- Quoted text:
------------
FIG. 5 illustrates the portion of the semiconductor device 10 of FIG. 4 after forming the third dielectric layer 24. The third dielectric layer 24 may be formed by any suitable process such as CVD, PVD, the like, or combinations of the above. In one embodiment, the third dielectric layer 24 is a nitride, such as silicon nitride. The third dielectric layer 24, in one embodiment, is approximately 0.5 microns thick.

FIG. 6 illustrates the portion of the semiconductor device 10 of FIG. 5 after forming a second barrier layer 26 and a deposited metal layer 28. The second barrier layer 26 may be formed by any suitable process, such as CVD, PVD, the like, or combinations of the above. In one embodiment, the second barrier layer 26 is approximately 0.5 microns thick. The material chosen for the second barrier layer 26 depends on the material used for the subsequently formed deposited metal layer 28. The material used for the second barrier layer 26 should be chosen as to i) decrease diffusion of the metal from the deposited metal layer 28 into the third dielectric layer 24, ii) promote adhesion of the deposited metal layer 28 to the third dielectric layer 24, or iii) both. Hence, the second barrier layer 26 may be a barrier layer for metal diffusion, an adhesion layer, or both. For example, if the deposited metal layer 28 includes copper, the second barrier layer 26 may be Ta, TiN, the like, or combinations of the above. Hence, the second barrier layer 26 may be a metal or metal alloy. The deposited metal layer 28 may be any suitable metal, such as copper or a conductive material that includes copper. In one embodiment, the deposited metal layer 28 is approximately 0.5 to approximately 5 microns thick. The deposited metal layer 28 can be formed by any suitable deposition process, such as CVD, PVD, the like, or combinations of the above. In one embodiment, the deposited metal layer 28 is a seed layer, such as a plating seed layer.

FIG. 7 illustrates the portion of the semiconductor device 10 of FIG. 6 after forming a signal line 30. In one embodiment, the signal line 30 is a combination of a plated metal layer formed over the deposited metal layer 28 of FIG. 6 and the deposited metal layer 28. To form the signal line 30, in one embodiment, a metal layer including copper, such as copper, is plated over a deposited metal layer including copper, such as copper. The plated metal may be plated by electroplating, for example, and the deposited metal layer can be formed by PVD, for example. The plated metal layer has a thickness that fills the remainder of the trench 16 that is empty prior to the plating process. The signal line 30 in one embodiment is approximately 3 to approximately 23 microns thick, such as approximately 22 microns thick. A skilled artisan recognizes that these thicknesses (and all others discussed herein) depend on the size of the trench 16. A skilled artisan should also recognize that the layers 18, 20, 22, 24, 26, and 28 as described above, are conformal layers meaning that they are substantially conformal layers, because the layers 18, 20, 22, 24, 26, and 28 may not be perfectly conformal. For example, polysilicon is one of the most conformal materials used in semiconductor processing, whereas photoresist is one of the least conformal layers used in semiconductor processing. In addition, the layers 18, 20, 22, 24, 26, 28 are each formed to line the trench 16.
------------
- Data excerpt:
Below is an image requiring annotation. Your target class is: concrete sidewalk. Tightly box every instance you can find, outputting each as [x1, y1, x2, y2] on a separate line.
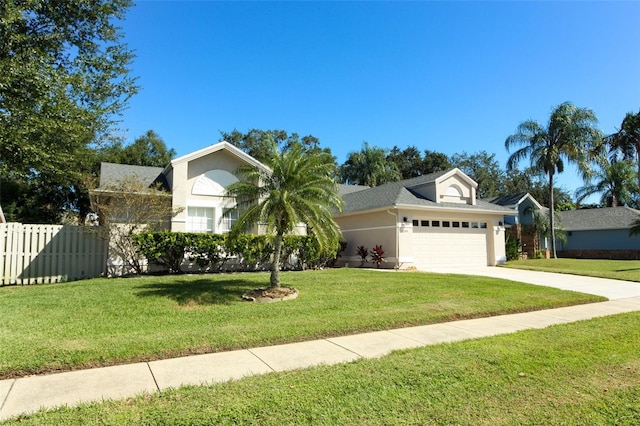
[0, 268, 640, 420]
------------
- What you will do:
A. Using the semiconductor device text, answer each of these on its own line, marked the same way:
(i) What nitride is given as an example for the third dielectric layer 24?
(ii) About how thick is the second barrier layer 26 in one embodiment?
(iii) Which material is named as one of the most conformal used in semiconductor processing?
B. Carry the semiconductor device text forward with the paragraph that comes next after its final sentence.

- Outputs for the tasks:
A.
(i) Silicon nitride.
(ii) Approximately 0.5 microns.
(iii) Polysilicon.

B.
FIG. 8 illustrates the portion of the semiconductor device 10 of FIG. 7 after removing portions of the layers 18, 20, 22, 24, 26, and 30 that overlie the first dielectric layer 14 and extend outside the trench 16. In one embodiment, portions of the layers 18, 20, 22, 24, 26, and 30 that overlie the first dielectric layer 14 and extend outside the trench 16 are removed using a CMP process. In one embodiment, the CMP process can endpoint on the first dielectric layer 14. In one embodiment, the CMP process is used to form a substantially planar surface above the trench 16 that is substantially coplanar with a top surface of the first dielectric layer 14. In other embodiments, an etch back process could be used to remove the portions of the layers 18, 20, 22, 24, 26, and 30 that overlie the first dielectric layer 14 and extend outside the trench 16. After removing the portions of the layers 18, 20, 22, 24, 26, and 30 that overlie the first dielectric layer 14 and extend outside the trench 16, a through-substrate via 48 is formed within the trench 16. As will be better understood after further discussion, the portions of the bottom of the through-substrate via 48 will be exposed so that the through-substrate via 48 is capable of conducting signals from the top of the semiconductor device 10 to the bottom of the semiconductor device 10.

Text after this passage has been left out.